Objective:
Please rewrite the lines below, changing "camouflage" to "camo" wherever it occurs and leaving everything else unchanged.

-------- Provided entries --------

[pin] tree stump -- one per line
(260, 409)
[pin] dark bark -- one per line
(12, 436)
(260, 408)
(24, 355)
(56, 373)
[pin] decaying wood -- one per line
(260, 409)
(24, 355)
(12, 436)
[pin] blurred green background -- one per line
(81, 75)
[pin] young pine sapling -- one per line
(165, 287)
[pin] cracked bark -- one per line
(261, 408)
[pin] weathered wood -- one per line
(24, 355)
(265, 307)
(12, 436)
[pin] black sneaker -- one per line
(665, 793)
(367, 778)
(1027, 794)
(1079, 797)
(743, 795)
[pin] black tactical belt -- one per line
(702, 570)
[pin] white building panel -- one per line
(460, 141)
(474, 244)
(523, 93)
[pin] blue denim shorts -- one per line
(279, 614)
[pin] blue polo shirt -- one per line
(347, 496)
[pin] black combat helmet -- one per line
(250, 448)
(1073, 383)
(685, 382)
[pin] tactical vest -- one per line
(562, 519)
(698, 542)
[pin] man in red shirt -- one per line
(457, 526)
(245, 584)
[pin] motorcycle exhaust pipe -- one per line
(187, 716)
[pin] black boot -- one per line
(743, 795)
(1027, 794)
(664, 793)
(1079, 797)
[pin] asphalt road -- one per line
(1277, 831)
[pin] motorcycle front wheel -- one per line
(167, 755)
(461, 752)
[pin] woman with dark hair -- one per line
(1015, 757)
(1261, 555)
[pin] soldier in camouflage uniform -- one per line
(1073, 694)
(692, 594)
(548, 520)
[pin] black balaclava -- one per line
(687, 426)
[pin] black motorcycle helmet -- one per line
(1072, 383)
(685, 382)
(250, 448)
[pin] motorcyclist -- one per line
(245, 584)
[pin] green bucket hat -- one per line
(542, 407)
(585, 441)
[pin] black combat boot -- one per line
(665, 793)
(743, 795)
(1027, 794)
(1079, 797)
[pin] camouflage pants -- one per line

--------

Task response:
[pin] tree stump -- one per line
(260, 409)
[pin] dark bark -- one per line
(12, 436)
(260, 408)
(24, 355)
(56, 373)
[pin] decaying wood -- one per line
(260, 409)
(24, 355)
(12, 436)
[pin] blurred green background -- one per line
(81, 75)
[pin] young pine sapling -- one per line
(165, 287)
[pin] cracked bark -- one per line
(261, 408)
[pin] weathered wood -- one per line
(24, 355)
(265, 307)
(12, 436)
[pin] black sneaker -- one per line
(665, 793)
(367, 778)
(1027, 794)
(1079, 797)
(743, 795)
[pin] black tactical belt -- one per line
(702, 570)
[pin] white building panel -- one per line
(460, 141)
(474, 244)
(523, 93)
[pin] blue denim shorts -- one per line
(279, 614)
[pin] blue polo shirt -- one per line
(347, 496)
[pin] black combat helmet -- one per line
(250, 448)
(1073, 383)
(685, 382)
[pin] tactical vest -- one per line
(562, 519)
(698, 542)
[pin] man in red shirt -- one per line
(457, 526)
(245, 584)
[pin] motorcycle exhaust pipe -- one per line
(187, 716)
[pin] black boot -- one per line
(743, 795)
(1027, 794)
(664, 793)
(1079, 797)
[pin] asphalt road -- one per line
(1277, 831)
[pin] motorcycle front wheel -- one per line
(167, 755)
(461, 752)
[pin] woman with dark hair -- one per line
(1015, 757)
(1261, 555)
[pin] soldier in camo uniform -- one per line
(1073, 694)
(692, 594)
(548, 520)
[pin] black balaclava -- one per line
(687, 426)
[pin] black motorcycle helmet -- one per line
(1072, 383)
(685, 382)
(250, 448)
[pin] motorcyclist -- one per line
(245, 584)
[pin] green bucket hat -- one per line
(542, 407)
(585, 441)
[pin] black combat boot -- one per line
(665, 793)
(743, 795)
(1027, 794)
(1079, 797)
[pin] camo pants -- one per line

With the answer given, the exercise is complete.